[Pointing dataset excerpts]
________________________________________
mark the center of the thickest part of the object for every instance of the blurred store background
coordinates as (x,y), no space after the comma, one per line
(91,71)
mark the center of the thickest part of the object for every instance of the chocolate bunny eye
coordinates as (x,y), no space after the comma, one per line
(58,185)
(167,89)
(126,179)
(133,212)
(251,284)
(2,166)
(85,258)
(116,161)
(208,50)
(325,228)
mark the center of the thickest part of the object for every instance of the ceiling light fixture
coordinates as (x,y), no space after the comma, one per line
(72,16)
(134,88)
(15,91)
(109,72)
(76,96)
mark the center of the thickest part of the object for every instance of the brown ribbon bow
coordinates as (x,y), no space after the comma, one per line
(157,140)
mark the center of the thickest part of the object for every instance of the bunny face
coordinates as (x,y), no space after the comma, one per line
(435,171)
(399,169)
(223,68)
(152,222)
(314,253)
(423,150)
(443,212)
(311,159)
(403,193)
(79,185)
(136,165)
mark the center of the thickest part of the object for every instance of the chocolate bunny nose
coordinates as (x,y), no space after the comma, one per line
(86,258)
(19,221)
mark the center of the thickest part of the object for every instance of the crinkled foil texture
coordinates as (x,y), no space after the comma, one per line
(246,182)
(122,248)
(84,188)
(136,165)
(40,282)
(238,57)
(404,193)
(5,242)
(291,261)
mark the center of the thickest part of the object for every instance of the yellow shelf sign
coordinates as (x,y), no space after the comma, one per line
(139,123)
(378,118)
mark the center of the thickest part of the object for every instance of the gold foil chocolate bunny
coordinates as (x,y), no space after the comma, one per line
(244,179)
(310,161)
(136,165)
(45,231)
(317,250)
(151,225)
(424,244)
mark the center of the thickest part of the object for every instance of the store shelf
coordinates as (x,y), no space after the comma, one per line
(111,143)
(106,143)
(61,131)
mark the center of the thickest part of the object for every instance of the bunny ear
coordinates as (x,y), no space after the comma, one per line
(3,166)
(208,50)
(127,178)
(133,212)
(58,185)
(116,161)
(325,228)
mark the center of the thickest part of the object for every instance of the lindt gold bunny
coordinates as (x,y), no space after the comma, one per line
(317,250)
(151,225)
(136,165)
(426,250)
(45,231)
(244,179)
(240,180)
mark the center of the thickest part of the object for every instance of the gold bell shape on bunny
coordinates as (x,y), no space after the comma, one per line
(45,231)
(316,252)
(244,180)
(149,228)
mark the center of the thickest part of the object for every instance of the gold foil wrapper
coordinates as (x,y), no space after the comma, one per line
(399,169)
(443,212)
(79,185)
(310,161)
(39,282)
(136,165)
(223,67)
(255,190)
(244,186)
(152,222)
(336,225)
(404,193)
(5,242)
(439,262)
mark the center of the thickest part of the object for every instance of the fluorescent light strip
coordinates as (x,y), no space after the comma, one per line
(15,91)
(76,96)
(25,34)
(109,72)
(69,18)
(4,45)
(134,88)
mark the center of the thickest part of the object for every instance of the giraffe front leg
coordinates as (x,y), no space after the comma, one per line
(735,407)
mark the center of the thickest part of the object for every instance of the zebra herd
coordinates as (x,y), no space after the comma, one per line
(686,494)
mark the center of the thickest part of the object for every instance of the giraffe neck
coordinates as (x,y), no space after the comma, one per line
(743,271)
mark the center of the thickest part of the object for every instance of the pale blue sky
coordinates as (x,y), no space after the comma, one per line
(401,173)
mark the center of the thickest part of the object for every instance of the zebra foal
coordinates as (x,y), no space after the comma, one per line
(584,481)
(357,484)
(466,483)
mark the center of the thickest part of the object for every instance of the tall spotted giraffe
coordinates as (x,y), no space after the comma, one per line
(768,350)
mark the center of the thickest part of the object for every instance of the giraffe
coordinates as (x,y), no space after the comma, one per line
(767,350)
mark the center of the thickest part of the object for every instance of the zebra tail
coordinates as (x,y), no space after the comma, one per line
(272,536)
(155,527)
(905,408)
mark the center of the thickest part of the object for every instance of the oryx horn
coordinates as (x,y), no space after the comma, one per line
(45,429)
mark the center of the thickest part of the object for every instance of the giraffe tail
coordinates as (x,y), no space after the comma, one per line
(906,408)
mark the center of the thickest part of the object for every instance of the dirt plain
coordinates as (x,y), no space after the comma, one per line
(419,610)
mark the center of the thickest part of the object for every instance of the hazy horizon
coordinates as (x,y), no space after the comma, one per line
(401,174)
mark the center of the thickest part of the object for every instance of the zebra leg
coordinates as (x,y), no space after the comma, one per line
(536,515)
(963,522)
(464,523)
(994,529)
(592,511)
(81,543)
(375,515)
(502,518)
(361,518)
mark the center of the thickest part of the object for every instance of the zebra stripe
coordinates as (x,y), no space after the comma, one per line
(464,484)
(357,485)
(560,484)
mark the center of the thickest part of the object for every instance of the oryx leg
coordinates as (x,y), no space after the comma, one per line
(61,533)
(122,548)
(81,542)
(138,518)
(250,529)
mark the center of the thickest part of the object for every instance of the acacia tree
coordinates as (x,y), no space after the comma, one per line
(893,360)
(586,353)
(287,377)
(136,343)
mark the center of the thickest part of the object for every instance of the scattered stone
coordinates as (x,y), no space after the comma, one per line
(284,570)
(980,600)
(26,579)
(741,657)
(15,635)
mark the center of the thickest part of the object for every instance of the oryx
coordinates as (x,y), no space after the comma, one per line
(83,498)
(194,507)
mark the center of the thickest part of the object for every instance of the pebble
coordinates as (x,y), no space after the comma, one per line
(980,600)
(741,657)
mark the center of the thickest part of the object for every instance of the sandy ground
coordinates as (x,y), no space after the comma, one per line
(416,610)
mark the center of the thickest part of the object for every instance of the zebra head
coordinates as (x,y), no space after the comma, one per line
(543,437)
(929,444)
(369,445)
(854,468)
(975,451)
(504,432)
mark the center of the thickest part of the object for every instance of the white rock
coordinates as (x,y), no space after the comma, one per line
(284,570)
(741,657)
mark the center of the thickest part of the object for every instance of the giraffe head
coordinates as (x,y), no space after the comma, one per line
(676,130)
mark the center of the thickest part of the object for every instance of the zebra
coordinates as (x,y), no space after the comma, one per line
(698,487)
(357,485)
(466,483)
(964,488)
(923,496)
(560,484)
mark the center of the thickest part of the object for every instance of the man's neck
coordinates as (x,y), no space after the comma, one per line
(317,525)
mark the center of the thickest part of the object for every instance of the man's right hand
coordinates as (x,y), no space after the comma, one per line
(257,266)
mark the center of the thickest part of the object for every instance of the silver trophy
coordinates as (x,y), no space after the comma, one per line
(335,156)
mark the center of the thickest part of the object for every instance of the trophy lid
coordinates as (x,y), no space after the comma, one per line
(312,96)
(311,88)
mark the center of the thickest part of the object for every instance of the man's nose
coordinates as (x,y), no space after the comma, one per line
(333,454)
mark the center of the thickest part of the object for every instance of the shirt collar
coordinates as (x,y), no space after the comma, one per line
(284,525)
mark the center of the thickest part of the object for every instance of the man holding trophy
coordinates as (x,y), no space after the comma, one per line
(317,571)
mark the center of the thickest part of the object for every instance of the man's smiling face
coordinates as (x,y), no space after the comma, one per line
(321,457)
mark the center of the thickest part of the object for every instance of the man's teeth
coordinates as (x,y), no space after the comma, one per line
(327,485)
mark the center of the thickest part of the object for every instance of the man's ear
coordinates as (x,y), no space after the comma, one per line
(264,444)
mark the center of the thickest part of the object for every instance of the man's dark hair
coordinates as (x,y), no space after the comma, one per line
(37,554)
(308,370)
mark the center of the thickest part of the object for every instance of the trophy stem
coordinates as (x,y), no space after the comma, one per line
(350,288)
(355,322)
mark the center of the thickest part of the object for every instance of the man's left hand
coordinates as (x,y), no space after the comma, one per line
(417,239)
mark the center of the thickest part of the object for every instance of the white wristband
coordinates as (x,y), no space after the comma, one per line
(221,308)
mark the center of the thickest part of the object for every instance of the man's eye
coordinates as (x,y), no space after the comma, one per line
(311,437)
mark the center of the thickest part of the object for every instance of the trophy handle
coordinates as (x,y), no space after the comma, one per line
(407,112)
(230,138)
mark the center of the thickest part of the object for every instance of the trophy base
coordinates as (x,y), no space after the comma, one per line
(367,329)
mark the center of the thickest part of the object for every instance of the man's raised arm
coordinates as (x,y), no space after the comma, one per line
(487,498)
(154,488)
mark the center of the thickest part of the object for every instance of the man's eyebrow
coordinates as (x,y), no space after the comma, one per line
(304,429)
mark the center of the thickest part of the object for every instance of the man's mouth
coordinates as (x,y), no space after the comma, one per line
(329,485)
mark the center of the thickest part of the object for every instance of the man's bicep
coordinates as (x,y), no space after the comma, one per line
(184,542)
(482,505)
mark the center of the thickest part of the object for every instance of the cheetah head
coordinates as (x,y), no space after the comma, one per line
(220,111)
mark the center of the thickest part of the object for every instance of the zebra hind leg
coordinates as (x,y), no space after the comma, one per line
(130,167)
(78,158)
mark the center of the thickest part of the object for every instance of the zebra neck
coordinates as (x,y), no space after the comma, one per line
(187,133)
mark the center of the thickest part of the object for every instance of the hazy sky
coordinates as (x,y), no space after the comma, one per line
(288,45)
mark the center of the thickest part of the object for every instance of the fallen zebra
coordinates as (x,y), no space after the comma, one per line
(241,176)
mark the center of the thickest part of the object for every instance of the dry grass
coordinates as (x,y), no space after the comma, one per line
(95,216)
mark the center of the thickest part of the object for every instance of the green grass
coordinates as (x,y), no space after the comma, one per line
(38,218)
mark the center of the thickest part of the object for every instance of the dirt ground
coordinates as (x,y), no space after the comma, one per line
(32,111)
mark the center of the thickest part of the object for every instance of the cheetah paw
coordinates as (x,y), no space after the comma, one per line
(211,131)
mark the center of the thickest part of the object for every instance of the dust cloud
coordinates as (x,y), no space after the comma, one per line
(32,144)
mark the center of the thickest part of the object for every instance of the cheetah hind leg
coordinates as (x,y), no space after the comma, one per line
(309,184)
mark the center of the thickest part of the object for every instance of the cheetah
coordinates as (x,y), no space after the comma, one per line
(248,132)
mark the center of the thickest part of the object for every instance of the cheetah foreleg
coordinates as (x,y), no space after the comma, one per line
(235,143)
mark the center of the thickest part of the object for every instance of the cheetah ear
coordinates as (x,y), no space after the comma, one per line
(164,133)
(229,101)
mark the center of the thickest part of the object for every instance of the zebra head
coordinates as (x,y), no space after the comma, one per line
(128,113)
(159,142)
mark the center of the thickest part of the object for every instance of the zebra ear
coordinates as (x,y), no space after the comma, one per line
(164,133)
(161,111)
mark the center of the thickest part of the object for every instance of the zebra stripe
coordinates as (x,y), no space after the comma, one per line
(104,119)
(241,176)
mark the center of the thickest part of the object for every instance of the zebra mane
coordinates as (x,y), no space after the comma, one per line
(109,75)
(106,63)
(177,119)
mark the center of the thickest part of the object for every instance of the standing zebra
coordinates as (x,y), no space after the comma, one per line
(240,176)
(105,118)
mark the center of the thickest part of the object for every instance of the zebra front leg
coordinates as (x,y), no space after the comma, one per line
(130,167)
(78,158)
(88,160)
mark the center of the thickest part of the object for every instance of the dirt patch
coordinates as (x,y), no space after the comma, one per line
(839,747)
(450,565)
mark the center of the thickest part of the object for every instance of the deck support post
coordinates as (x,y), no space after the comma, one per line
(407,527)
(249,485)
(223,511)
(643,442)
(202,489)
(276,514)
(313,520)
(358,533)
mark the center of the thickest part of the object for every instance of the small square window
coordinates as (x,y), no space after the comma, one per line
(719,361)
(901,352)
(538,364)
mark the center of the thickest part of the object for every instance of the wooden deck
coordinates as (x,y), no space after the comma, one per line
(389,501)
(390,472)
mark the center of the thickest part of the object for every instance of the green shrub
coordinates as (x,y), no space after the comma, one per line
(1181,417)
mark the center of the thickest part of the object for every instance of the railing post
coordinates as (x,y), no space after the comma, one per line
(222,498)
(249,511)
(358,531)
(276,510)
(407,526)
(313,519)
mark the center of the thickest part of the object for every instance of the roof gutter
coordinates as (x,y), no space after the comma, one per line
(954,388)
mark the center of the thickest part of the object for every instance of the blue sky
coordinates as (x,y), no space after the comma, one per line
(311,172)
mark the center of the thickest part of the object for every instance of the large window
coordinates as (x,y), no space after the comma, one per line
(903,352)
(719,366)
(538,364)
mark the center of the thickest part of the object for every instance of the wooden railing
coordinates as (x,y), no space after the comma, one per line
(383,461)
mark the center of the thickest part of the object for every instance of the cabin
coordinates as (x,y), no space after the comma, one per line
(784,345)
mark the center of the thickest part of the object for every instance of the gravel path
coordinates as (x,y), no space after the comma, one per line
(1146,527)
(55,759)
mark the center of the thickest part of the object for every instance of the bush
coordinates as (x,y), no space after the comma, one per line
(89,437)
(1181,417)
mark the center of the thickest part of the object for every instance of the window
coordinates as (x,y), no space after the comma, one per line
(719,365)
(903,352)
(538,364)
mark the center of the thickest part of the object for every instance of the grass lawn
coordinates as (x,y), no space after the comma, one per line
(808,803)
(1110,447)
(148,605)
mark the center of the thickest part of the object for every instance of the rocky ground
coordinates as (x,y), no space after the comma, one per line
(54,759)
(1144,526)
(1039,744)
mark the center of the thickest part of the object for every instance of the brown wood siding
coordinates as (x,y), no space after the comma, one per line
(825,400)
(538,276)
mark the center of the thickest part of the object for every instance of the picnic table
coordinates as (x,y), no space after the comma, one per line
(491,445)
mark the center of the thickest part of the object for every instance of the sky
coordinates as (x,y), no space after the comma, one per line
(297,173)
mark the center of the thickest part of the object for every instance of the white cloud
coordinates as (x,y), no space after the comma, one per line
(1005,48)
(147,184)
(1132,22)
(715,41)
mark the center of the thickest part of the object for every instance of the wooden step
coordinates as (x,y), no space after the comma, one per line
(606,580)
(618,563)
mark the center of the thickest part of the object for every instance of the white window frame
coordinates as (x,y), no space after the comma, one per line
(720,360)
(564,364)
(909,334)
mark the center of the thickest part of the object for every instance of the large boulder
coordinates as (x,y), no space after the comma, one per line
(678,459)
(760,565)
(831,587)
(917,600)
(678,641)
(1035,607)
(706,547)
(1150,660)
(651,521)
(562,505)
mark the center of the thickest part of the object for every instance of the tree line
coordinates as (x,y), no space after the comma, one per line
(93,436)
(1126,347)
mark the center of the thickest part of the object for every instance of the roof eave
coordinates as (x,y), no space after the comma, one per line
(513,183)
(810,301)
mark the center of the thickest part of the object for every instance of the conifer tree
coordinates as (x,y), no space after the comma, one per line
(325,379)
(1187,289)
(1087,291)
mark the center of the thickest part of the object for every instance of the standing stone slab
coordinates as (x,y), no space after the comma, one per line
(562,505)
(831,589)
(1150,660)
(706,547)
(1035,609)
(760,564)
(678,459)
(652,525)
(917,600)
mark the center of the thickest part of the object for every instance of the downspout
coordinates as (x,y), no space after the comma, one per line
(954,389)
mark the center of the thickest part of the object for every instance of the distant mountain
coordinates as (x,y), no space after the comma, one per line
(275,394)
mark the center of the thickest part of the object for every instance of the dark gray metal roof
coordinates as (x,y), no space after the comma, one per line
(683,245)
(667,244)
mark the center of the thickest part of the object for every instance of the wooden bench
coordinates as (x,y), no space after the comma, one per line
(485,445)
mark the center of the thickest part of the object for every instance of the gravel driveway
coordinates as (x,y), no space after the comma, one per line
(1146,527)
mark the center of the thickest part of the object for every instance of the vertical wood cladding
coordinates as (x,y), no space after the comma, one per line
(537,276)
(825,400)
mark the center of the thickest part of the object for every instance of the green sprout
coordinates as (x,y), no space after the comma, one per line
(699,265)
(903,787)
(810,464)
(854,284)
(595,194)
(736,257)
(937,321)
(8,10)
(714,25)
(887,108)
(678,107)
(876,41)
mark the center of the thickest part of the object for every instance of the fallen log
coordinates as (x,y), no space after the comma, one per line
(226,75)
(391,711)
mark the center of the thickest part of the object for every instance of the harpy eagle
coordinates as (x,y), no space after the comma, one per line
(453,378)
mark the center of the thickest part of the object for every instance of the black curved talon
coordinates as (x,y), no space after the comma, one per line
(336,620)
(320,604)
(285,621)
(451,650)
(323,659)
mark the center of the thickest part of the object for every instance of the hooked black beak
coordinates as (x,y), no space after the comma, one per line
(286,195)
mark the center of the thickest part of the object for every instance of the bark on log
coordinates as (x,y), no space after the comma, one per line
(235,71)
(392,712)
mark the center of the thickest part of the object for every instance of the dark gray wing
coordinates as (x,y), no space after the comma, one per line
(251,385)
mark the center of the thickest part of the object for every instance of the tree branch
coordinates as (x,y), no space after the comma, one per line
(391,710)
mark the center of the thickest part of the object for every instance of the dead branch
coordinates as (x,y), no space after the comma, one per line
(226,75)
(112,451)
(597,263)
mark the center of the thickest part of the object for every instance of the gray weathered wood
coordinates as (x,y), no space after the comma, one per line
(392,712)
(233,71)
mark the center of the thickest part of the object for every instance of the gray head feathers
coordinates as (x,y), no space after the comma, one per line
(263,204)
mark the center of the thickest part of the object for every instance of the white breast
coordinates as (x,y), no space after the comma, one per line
________________________________________
Task directions
Print exactly the lines from the one with "the fallen log" through the end of the data, inclusive.

The reply
mark the center of the thickest part of the object for every instance of the fallen log
coordinates as (x,y), no space after the comma, one per line
(226,75)
(391,711)
mark the center of the thickest part of the object for every instance of the harpy eagle
coordinates as (x,y), no space after the comma, one per line
(453,378)
mark the center of the thickest part of the object for every instance of the black curved talon
coordinates as (x,y), no space after the comma, one per line
(336,620)
(320,604)
(285,621)
(451,650)
(323,659)
mark the center of the thickest part of the object for every instance of the hooked black beak
coordinates as (x,y), no space after the comma, one per line
(286,195)
mark the center of the thickest part of the object for every instance of the bark on log
coordinates as (x,y), no space after the comma, one per line
(235,71)
(392,712)
mark the center of the thickest part of the object for every instance of the dark gray wing
coordinates as (x,y), no space after the comma, one per line
(251,385)
mark the center of the thickest part of the object for every instance of the tree branch
coordinates as (x,y), no space after the comma, one per line
(391,710)
mark the center of the thickest part of the object for every instance of the dead branch
coordinates as (x,y), no space after the comma, one per line
(226,75)
(112,451)
(597,263)
mark the center of the thickest part of the object for every instance of the gray weathered wood
coordinates as (x,y), no space after the comma, one per line
(392,712)
(233,71)
mark the center of the thickest part of the object for every instance of the gray head feathers
coordinates as (x,y), no space after the comma, one per line
(263,204)
mark the center of the thickest part of the object for every instance of the white breast
coordinates as (x,y), no space after the comma, one per line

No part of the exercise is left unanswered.